■ **Text excerpt**:
%%

In General Motors' parts and accessories documentation, fender skirts are often called "fender shields." The 1955 Ford Thunderbird introduced a variant called "fender shields" that incorporated an edge molding and a gravel shield as part of its design.

==History==

The concept of covering wheels for streamlining dates back to early automotive design. Frank Lockhart for example, used early versions of what he called "pants" on his 1928 Stutz land speed record attempt car for their aerodynamic effect.

Factory production of fender skirts began with the 1932 Graham-Paige. This was the transition of this aerodynamic feature from experimental vehicles to mass-produced automobiles.

The streamlined aesthetic, popularized by designers like Amos Northup (who also introduced V-shaped radiators and sloping "beaver-tail" rear ends), became increasingly common after 1933. Fender skirts quickly became a distinctive styling element, contributing to the perception of cars as "glorious floating boats, classy and elegant."

Fender skirts often appeared with other period styling cues like whitewall tires. The extent of skirt wheel coverage also varied over time. Before the 1950s, it was common for nearly the entire upper portion of the rear tire to be covered. By the 1960s, skirts tended to cover only a portion of the top of the tire and were reserved mainly for top-tier luxury models.

%%

Transcribe the passage of the fender skirts text starting at "The concept of" and ending at "to mass-produced automobiles.".

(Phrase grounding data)
%%

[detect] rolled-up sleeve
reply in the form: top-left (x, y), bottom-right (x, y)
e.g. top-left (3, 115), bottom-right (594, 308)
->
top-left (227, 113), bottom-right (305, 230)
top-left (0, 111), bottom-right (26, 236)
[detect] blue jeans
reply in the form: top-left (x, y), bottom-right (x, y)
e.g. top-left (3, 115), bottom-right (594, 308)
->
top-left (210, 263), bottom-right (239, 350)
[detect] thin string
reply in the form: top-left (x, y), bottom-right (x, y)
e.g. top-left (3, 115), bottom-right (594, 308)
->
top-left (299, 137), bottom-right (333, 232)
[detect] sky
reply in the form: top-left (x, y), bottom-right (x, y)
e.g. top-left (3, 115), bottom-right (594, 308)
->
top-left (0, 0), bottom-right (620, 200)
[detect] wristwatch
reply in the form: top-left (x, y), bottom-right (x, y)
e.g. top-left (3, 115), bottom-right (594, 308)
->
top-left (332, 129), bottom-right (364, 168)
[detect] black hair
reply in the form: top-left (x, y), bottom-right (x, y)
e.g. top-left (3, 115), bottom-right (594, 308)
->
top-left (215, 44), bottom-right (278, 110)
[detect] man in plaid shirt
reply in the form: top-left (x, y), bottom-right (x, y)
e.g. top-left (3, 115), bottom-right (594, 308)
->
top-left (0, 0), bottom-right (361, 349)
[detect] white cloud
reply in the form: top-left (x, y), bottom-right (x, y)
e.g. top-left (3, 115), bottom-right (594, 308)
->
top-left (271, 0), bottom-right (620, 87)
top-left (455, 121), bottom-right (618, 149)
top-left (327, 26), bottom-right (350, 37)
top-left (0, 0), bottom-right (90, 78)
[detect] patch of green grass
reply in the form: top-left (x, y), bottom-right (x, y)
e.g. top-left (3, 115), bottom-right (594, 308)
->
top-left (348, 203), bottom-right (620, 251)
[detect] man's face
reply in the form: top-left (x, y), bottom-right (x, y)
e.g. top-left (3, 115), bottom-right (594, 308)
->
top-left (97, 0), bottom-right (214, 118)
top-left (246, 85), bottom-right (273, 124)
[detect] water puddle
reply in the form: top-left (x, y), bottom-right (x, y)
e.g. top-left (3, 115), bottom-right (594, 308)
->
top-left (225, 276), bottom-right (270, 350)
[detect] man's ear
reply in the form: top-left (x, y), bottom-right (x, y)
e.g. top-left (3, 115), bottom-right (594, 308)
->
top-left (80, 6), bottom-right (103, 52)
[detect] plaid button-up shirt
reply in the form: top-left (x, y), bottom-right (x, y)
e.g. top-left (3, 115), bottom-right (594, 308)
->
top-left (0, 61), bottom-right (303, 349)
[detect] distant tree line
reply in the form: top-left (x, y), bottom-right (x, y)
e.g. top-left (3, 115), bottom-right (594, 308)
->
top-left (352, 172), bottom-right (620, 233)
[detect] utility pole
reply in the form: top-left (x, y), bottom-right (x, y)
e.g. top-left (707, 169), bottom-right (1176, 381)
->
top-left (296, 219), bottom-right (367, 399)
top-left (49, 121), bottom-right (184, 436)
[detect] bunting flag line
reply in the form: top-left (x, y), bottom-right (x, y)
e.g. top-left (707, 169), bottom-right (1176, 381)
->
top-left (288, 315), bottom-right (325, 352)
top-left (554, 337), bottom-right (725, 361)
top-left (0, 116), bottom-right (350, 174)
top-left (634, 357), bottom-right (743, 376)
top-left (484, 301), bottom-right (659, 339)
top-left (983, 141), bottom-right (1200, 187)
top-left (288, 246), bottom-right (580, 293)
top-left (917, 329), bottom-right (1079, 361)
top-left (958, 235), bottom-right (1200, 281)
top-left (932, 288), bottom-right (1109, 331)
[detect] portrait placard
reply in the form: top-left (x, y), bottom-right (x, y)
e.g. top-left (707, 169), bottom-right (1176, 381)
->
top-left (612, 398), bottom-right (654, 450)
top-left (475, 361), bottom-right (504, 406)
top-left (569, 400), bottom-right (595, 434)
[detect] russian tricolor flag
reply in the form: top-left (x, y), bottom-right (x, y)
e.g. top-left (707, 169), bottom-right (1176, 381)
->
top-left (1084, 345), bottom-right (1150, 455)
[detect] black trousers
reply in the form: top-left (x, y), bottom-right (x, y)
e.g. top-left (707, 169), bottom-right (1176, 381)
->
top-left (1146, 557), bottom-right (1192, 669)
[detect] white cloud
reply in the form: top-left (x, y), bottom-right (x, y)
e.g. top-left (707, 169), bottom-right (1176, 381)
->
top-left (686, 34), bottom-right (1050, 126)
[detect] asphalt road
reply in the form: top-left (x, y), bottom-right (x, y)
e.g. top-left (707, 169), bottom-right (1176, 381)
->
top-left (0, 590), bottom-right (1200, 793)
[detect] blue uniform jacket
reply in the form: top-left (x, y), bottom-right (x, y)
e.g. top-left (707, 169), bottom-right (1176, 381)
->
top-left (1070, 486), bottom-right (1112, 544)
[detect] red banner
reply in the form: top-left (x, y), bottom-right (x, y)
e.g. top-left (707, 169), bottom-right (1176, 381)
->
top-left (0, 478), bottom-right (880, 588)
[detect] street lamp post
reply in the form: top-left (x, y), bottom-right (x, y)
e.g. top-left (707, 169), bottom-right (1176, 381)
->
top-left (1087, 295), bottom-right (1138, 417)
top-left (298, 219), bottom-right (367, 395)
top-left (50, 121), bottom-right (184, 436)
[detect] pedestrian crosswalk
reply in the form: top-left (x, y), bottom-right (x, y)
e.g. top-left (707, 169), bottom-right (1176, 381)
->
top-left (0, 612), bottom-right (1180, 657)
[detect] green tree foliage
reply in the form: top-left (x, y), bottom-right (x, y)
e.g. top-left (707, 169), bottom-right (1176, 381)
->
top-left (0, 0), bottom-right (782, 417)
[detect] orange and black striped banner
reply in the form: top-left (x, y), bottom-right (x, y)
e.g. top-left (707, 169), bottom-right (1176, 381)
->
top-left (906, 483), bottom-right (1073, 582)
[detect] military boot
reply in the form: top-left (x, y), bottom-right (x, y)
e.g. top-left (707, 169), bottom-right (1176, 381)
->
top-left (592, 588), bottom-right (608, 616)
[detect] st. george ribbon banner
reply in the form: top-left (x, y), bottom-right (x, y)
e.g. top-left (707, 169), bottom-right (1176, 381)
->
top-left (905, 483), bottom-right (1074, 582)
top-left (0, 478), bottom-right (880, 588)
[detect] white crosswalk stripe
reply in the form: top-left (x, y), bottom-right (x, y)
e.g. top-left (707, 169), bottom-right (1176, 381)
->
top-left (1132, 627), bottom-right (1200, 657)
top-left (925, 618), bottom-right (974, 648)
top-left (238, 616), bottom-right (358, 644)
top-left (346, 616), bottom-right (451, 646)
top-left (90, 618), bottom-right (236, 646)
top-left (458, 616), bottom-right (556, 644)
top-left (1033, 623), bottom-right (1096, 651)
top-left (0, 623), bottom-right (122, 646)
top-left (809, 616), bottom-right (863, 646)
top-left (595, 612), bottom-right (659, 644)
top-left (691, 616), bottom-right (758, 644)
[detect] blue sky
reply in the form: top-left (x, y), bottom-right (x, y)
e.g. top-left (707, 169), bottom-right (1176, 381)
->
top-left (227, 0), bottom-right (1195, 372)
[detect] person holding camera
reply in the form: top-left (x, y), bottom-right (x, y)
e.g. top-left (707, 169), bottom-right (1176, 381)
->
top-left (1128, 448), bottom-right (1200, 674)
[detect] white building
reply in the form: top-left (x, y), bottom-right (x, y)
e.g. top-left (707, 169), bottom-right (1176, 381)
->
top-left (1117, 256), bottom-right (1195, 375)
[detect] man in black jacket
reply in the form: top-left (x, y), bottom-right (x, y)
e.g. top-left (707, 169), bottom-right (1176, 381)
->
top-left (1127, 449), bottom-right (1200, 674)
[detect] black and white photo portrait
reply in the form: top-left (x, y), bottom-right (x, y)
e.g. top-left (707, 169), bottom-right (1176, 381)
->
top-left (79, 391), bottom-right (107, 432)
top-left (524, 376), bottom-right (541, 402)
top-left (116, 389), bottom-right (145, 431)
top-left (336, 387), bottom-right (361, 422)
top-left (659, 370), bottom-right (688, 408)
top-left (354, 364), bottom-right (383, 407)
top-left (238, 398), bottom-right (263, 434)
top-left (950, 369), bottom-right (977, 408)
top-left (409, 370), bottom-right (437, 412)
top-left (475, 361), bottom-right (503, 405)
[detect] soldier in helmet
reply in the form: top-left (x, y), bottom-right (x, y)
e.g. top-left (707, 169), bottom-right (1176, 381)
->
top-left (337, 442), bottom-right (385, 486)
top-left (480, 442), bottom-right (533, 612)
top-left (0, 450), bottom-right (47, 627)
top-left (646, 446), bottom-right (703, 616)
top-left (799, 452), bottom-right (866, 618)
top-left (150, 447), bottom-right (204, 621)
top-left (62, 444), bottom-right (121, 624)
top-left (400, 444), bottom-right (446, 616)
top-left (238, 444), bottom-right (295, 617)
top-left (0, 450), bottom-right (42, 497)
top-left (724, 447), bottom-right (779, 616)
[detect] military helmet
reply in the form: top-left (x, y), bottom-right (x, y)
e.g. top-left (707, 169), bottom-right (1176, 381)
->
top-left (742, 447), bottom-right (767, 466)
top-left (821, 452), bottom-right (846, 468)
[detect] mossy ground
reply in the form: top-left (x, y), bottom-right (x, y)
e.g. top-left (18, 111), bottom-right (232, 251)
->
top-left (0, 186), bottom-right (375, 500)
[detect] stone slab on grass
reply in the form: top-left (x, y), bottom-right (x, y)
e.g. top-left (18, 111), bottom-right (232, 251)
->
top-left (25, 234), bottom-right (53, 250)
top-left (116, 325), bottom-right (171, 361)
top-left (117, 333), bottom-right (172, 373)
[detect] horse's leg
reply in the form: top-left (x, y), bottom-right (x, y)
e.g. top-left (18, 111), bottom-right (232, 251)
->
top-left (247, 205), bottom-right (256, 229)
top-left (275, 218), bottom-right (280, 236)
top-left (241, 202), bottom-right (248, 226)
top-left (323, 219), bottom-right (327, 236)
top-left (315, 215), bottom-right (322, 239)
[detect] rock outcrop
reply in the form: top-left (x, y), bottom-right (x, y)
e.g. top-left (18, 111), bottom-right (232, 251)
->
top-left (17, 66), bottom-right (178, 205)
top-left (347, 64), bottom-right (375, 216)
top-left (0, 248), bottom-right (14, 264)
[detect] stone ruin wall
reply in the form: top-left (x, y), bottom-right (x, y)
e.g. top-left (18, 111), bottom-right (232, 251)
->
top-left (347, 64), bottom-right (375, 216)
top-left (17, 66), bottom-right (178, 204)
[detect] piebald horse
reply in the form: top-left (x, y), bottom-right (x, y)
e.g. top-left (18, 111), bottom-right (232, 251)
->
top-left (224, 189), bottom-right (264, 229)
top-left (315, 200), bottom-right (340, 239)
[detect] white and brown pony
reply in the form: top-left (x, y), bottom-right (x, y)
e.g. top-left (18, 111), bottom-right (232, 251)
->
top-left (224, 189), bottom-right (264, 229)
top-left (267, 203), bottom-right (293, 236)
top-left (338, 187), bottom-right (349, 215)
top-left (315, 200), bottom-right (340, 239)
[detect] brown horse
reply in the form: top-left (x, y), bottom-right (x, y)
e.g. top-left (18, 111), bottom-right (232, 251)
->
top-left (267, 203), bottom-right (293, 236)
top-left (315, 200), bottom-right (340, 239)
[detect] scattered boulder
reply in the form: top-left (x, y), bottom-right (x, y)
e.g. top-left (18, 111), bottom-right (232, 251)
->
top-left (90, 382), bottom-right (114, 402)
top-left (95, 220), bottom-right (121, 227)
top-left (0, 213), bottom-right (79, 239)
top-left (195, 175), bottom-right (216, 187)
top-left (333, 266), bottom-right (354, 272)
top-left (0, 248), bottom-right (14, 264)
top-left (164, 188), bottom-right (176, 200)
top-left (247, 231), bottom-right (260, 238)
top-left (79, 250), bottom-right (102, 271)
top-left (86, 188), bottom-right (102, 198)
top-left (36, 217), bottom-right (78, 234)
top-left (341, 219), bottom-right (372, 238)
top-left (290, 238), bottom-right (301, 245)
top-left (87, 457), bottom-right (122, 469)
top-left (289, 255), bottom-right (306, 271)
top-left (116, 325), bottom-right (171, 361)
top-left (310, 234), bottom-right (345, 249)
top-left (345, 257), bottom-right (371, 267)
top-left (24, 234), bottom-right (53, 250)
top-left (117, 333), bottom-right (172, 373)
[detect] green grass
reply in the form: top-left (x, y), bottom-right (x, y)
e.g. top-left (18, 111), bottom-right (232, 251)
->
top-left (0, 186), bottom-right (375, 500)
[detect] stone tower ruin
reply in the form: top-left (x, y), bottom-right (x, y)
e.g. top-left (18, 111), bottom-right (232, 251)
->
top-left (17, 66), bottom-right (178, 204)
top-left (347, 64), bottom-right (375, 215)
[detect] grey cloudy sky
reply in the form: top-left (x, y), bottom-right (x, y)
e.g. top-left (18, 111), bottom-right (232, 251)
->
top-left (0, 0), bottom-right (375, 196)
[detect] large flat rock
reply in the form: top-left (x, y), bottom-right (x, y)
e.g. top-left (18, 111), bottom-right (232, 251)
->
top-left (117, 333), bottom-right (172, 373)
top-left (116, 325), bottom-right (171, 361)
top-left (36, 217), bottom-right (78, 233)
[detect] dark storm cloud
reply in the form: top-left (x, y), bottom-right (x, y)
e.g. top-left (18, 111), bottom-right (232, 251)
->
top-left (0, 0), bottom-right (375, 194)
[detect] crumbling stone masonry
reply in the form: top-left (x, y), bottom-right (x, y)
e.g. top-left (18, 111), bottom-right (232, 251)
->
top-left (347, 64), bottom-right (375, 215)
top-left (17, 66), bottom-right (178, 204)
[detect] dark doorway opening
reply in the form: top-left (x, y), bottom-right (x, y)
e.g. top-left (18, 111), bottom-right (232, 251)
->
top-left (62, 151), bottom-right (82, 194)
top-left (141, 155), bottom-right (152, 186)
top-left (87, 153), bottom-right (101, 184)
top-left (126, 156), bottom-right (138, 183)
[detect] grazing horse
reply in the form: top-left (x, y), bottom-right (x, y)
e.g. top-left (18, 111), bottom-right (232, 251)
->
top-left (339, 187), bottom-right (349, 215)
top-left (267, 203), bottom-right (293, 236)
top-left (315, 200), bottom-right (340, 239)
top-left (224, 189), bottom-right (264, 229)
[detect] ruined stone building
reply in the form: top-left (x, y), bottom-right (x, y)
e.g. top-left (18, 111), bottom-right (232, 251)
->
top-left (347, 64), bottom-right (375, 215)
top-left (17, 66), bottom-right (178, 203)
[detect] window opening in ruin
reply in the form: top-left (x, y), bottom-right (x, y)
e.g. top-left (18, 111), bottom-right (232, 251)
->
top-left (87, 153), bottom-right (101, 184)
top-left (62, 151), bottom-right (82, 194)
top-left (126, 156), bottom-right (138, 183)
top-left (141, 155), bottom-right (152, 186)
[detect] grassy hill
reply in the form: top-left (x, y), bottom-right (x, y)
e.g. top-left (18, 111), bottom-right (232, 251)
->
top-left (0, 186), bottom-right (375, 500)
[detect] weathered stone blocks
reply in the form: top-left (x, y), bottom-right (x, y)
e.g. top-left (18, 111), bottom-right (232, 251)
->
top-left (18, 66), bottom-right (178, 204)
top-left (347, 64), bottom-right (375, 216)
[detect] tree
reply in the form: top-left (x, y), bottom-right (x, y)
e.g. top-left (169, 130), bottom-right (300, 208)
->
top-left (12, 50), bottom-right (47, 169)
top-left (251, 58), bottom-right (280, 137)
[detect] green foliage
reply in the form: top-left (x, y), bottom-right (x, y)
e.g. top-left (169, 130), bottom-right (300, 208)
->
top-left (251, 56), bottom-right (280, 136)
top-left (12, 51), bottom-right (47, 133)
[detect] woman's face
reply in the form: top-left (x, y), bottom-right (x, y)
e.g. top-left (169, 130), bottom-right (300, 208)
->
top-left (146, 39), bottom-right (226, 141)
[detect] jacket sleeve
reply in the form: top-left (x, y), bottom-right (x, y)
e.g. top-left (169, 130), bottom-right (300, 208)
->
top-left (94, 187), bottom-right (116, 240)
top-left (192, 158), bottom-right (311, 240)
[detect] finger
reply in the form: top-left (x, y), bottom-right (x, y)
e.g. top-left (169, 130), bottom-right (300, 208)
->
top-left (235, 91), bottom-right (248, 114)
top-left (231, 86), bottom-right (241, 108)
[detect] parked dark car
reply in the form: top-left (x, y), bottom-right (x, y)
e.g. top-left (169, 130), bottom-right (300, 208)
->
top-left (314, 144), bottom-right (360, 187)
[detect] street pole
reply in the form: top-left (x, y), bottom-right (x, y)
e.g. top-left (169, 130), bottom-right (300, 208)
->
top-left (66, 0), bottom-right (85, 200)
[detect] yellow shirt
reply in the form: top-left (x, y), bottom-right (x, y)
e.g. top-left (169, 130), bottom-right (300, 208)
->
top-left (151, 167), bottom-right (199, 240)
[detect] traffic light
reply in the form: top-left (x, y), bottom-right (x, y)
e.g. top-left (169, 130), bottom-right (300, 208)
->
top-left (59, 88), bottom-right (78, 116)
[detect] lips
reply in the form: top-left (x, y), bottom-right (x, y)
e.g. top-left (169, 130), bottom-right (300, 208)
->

%%

■ **Finished exercise**:
The concept of covering wheels for streamlining dates back to early automotive design. Frank Lockhart for example, used early versions of what he called "pants" on his 1928 Stutz land speed record attempt car for their aerodynamic effect.

Factory production of fender skirts began with the 1932 Graham-Paige. This was the transition of this aerodynamic feature from experimental vehicles to mass-produced automobiles.